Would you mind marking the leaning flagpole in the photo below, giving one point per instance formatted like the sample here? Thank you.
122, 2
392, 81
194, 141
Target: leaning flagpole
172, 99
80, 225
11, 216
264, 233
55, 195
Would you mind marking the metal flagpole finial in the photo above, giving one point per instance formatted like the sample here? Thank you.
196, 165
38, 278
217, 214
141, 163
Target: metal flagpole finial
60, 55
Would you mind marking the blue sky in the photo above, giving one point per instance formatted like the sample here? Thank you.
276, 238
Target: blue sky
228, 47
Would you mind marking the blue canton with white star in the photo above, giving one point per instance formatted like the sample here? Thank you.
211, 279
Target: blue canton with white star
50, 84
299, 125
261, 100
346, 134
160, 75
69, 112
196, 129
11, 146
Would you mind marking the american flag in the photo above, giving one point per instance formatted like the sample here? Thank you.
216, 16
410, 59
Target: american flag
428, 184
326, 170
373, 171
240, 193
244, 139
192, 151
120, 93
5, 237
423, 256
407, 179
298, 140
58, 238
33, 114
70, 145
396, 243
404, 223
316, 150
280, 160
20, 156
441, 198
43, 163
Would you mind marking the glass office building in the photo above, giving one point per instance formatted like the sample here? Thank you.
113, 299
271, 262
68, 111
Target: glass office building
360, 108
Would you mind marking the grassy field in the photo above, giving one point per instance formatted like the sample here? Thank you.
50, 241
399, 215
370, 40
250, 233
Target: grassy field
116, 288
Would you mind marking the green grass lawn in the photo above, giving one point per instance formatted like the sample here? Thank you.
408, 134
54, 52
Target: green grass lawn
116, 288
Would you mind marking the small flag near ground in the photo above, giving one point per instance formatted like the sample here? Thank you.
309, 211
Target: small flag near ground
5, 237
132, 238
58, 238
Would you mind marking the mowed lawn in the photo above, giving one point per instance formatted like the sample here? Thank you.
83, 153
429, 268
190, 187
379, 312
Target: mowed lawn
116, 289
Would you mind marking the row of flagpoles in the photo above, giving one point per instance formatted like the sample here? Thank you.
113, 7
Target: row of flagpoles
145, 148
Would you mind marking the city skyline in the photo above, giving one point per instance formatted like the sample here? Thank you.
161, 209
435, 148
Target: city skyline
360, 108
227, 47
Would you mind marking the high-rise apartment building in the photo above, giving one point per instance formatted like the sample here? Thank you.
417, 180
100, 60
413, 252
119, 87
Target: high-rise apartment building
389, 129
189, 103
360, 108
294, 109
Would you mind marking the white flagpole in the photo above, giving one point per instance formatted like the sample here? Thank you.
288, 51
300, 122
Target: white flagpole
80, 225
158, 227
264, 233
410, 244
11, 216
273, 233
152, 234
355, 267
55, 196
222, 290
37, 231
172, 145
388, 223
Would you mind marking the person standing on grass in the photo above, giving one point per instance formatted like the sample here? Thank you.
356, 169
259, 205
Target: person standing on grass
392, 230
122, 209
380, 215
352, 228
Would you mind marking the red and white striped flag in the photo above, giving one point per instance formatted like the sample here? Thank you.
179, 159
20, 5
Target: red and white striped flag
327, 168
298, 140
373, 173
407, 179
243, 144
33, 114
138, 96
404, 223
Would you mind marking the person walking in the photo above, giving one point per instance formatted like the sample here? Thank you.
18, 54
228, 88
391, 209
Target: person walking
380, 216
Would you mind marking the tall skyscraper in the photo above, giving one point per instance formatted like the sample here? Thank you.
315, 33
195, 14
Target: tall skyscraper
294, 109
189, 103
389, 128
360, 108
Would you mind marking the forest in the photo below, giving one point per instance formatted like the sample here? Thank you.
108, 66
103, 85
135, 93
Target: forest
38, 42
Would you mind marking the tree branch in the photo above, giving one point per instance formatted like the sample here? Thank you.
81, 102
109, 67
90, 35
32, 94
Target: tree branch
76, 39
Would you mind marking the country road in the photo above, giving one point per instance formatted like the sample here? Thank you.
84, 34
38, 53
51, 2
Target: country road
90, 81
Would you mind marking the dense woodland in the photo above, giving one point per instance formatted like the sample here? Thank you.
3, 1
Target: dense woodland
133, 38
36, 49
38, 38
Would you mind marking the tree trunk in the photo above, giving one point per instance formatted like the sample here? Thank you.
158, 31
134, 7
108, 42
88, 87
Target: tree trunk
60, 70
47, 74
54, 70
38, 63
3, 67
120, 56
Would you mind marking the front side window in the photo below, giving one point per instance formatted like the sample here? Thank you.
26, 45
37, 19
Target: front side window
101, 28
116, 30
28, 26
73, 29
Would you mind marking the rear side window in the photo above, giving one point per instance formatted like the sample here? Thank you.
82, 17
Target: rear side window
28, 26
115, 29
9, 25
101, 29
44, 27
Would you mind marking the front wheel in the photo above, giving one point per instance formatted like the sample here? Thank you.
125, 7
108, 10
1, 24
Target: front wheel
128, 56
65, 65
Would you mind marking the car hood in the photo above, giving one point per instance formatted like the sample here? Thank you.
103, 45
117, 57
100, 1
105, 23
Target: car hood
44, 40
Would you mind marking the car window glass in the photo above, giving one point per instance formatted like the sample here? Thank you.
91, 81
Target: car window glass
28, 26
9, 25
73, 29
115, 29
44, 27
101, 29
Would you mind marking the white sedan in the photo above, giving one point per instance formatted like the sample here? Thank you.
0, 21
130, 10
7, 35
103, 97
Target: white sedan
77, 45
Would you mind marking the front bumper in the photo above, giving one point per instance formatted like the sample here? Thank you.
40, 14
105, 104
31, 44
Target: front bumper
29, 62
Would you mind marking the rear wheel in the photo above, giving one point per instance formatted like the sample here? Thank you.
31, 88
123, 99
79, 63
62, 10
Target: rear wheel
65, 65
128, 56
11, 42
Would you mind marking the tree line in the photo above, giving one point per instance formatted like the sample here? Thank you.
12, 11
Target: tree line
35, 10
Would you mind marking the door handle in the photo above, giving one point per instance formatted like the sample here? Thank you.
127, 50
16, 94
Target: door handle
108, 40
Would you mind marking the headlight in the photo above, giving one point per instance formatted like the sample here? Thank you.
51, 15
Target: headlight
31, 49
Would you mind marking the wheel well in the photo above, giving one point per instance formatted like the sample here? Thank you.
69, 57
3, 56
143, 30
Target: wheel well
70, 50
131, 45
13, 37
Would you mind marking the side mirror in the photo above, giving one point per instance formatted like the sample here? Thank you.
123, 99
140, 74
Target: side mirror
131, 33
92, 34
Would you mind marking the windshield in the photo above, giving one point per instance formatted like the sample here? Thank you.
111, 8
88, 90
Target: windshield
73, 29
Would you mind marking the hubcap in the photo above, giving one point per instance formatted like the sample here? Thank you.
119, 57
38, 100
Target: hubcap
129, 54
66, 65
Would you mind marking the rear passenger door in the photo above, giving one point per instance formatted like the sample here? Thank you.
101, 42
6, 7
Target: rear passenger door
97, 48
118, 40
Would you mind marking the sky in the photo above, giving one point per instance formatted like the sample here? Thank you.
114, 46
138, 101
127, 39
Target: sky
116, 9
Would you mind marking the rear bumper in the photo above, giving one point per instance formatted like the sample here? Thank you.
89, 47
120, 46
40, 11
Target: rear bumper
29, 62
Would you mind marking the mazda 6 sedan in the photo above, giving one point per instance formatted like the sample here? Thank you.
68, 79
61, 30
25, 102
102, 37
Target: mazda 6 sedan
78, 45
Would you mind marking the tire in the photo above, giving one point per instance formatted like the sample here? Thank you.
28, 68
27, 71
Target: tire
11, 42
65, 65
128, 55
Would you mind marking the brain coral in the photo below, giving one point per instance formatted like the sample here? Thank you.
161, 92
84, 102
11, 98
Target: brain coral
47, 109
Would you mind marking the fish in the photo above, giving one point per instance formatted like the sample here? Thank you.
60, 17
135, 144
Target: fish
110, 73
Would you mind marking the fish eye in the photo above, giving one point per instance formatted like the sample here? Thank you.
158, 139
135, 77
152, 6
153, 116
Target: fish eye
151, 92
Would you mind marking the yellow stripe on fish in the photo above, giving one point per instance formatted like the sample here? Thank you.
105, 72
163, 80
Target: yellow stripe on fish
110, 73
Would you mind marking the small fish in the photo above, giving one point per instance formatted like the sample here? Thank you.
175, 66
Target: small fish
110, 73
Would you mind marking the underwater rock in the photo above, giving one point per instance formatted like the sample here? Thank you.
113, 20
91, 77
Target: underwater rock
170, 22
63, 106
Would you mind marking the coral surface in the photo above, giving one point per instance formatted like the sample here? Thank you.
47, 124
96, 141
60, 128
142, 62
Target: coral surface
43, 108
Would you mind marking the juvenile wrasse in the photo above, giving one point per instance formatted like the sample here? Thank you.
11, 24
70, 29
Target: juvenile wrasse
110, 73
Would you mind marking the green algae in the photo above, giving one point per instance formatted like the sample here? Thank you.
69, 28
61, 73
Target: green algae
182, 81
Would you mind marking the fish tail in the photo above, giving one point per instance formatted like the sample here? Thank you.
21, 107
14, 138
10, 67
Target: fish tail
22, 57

== What to work on ==
A single number is required: the count of lines in the material above that contain the word "below".

== Written answer ==
4